* Supplied records
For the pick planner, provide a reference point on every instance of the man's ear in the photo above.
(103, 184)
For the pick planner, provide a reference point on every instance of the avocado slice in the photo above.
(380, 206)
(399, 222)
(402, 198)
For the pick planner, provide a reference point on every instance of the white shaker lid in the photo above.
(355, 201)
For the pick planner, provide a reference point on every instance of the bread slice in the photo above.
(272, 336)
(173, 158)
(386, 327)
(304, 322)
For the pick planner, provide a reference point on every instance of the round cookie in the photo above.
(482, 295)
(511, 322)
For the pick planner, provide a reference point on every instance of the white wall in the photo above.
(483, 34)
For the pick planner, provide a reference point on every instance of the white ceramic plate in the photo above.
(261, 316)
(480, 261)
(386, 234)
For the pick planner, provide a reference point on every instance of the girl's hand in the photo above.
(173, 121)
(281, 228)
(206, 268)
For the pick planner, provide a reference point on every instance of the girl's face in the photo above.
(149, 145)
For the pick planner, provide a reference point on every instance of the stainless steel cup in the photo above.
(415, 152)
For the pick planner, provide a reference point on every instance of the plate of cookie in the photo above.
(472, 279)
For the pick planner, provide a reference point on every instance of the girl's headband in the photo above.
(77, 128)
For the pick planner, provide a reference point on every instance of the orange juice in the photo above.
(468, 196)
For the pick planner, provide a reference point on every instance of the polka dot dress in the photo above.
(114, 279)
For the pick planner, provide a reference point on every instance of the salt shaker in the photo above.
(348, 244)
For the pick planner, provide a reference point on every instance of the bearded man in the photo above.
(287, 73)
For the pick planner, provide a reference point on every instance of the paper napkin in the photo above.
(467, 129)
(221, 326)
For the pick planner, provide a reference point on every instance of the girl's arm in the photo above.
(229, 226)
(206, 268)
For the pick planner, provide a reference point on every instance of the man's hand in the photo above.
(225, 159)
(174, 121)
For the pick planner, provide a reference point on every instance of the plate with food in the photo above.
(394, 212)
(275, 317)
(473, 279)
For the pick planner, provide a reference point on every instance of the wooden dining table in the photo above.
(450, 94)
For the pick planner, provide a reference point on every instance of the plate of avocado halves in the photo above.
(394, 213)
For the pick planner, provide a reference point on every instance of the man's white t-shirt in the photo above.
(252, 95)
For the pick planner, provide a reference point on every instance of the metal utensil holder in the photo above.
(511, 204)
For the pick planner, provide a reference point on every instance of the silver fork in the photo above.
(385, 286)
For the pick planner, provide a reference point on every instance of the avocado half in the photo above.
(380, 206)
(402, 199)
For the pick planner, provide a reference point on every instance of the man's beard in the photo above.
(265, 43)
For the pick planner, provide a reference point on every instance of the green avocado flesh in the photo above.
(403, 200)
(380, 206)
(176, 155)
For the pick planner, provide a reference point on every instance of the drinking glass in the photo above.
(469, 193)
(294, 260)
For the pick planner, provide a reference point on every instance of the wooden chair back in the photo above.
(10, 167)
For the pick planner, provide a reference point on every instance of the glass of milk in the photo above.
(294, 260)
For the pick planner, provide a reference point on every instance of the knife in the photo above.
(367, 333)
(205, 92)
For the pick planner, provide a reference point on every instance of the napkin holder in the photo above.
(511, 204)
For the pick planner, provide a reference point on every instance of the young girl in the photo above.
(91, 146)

* The exercise
Using the material above, reproduce exactly the line that contains "arm in the photo above." and all lines after it through the last one, and only those.

* Answer to the exercise
For the pick planner, provide a reference point on every instance of the girl's arm in the photo above.
(229, 226)
(206, 268)
For the pick planner, provide a reference point on every instance of the man's hand in the photo above.
(225, 159)
(174, 121)
For the pick planner, provide a reference point on every instance of the plate with food in the photo above.
(394, 212)
(275, 317)
(473, 279)
For the pick planner, provide a reference point on every instance of the wooden dining table in the photo above.
(450, 94)
For the pick planner, provide a reference point on every instance of the plate of avocado halves in the photo above.
(394, 213)
For the pick planner, provide a reference point on every instance of the man's white t-shirt in the photo above.
(252, 95)
For the pick planner, provide a reference point on every instance of the metal utensil holder in the photo above.
(511, 204)
For the pick planner, provide a reference point on every instance of the silver fork in the photo above.
(385, 286)
For the pick planner, provide a reference point on every instance of the avocado half in the photo above.
(380, 206)
(402, 199)
For the pick planner, provide a reference point on every instance of the man's beard in the photo above.
(265, 43)
For the pick planner, provide a reference point on every instance of the green avocado flesh in the photo above.
(403, 200)
(380, 206)
(176, 155)
For the pick planner, provide a reference point on every instance of the drinking glass in the photo above.
(469, 193)
(294, 260)
For the pick planner, provide a reference point on every instance of the wooden chair back in the photo above.
(10, 167)
For the pick planner, provide a reference point on every instance of the glass of milk in the photo above.
(294, 260)
For the pick planner, provide a reference point on every instance of the knife in the photo above.
(367, 333)
(205, 92)
For the pick planner, provide a reference point on every instance of the napkin holder in the photo above.
(511, 204)
For the pick planner, provide a reference point on every instance of the young girl in the photo above.
(91, 146)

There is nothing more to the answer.